▶ [Extract]:
------------------------------------------------------------
You are viewing a plain text version of this content. The canonical link for it is here.
Posted to users@kafka.apache.org by Sachin Mittal <sj...@gmail.com> on 2016/12/01 09:19:31 UTC

Is there a way to control pipeline flow to downstream

Hi all,
Say I have a pipleline like this

topic.aggregateByKey( ...) => to downstream

Now for every message in topic it will call aggregateByKey and send it to
downstream

Is there a way to tell the pipeline that if it gets a certain message then
only push the current aggregation result to downstream.

Or I can do some configuration like until it has aggregated the result of n
messages don't push it to downstream.

Or any such logic can only be built in the downstream to check and decide
if it needs to process the current aggregation or not.

Thanks
Sachin

Re: Is there a way to control pipeline flow to downstream

Posted by Sachin Mittal <sj...@gmail.com>.
Hi,
Thanks for the link.

What I understand is that when cache.max.bytes.buffering value is reached
it will push the aggregation to downstream.
What is the default value for the same?
And how can I determine my cache size for current stream so as to set an
optimal value.

I also suppose the push to downstream based on number of messages
aggregated or time elapsed is something of future work planned and not
available in the master branch right now?
I suppose this part is of more of interest to us.

Thanks
Sachin




On Thu, Dec 1, 2016 at 3:43 PM, Eno Thereska <en...@gmail.com> wrote:

> Hi Sachin,
>
> This landed in 0.10.1, so the docs are at http://kafka.apache.org/0101/
> javadoc/index.html <http://kafka.apache.org/0101/javadoc/index.html>.
>
> This wiki has a good description of how this works:
> https://cwiki.apache.org/confluence/display/KAFKA/KIP-
> 63%3A+Unify+store+and+downstream+caching+in+streams <
> https://cwiki.apache.org/confluence/display/KAFKA/KIP-63:+Unify+store+and+
> downstream+caching+in+streams>
>
> Eno
>
> > On 1 Dec 2016, at 10:07, Sachin Mittal <sj...@gmail.com> wrote:
> >
> > Hi,
> > I checked the docs
> > http://kafka.apache.org/0100/javadoc/index.html class StreamsConfig but
> did
> > not find this CACHE_MAX_BYTES_BUFFERING_CONFIG setting.
> >
> > Also on the first option:
> > use the record cache to dedup messages with the same key before sending
> > downstream
> >
> > I did not understand this. How does one implement this option.
------------------------------------------------------------
▶ [Supplied data]:
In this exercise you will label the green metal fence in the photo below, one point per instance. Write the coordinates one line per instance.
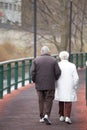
(15, 73)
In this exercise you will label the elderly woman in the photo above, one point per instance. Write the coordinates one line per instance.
(66, 87)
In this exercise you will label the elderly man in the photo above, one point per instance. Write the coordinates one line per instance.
(45, 71)
(66, 87)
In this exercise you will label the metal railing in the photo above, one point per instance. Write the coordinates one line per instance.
(15, 73)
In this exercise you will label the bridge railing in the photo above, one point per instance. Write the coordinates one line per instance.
(15, 73)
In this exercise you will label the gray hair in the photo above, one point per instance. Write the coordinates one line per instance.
(45, 50)
(64, 55)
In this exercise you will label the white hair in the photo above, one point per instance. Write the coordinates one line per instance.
(45, 50)
(64, 55)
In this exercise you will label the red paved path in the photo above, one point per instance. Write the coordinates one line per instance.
(19, 111)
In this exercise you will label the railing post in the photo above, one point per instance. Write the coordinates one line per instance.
(8, 78)
(86, 83)
(23, 73)
(1, 81)
(71, 58)
(76, 60)
(30, 63)
(81, 56)
(16, 75)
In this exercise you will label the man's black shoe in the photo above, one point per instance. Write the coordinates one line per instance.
(47, 121)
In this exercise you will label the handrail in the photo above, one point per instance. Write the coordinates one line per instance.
(15, 73)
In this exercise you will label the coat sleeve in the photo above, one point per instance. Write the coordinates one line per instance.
(75, 78)
(33, 71)
(57, 71)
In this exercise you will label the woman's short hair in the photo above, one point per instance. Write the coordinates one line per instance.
(64, 55)
(45, 50)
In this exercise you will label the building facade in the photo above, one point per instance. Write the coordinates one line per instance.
(10, 11)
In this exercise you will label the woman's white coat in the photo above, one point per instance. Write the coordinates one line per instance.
(67, 84)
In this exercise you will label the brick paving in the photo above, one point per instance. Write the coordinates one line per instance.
(19, 111)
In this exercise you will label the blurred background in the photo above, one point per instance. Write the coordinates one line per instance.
(20, 32)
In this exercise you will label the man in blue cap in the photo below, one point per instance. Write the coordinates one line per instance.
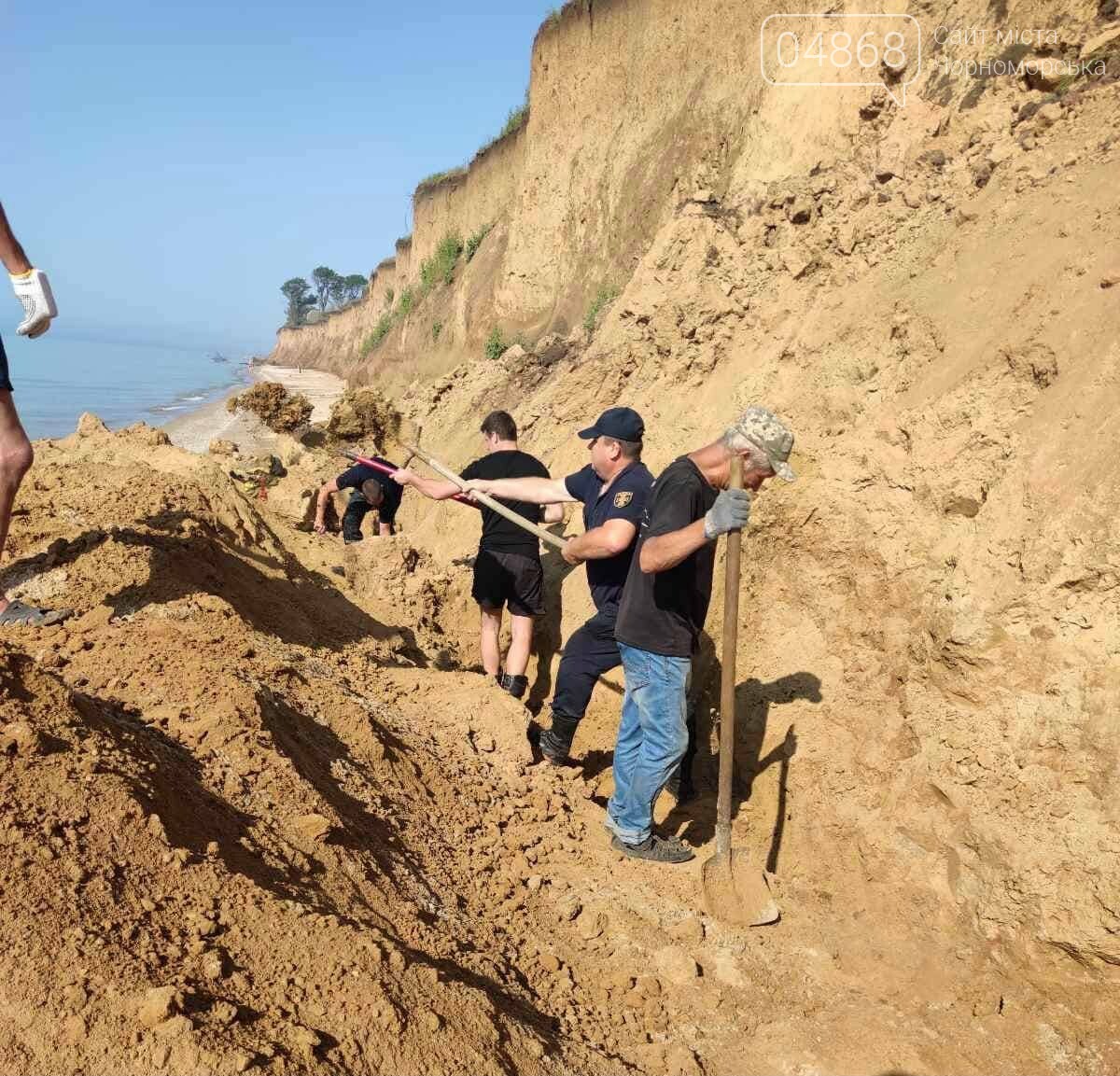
------------------------------------------------------------
▶ [Work to do]:
Answer these from the Kafka mailing-list thread:
(a) According to Eno Thereska's reply, which release did the caching feature land in?
(b) In Sachin Mittal's understanding, reaching the value of which setting pushes the aggregation downstream?
(c) Which class did Sachin Mittal check in the docs without finding the CACHE_MAX_BYTES_BUFFERING_CONFIG setting?
The material plays no part here.

▶ [Solution]:
(a) 0.10.1
(b) cache.max.bytes.buffering
(c) StreamsConfig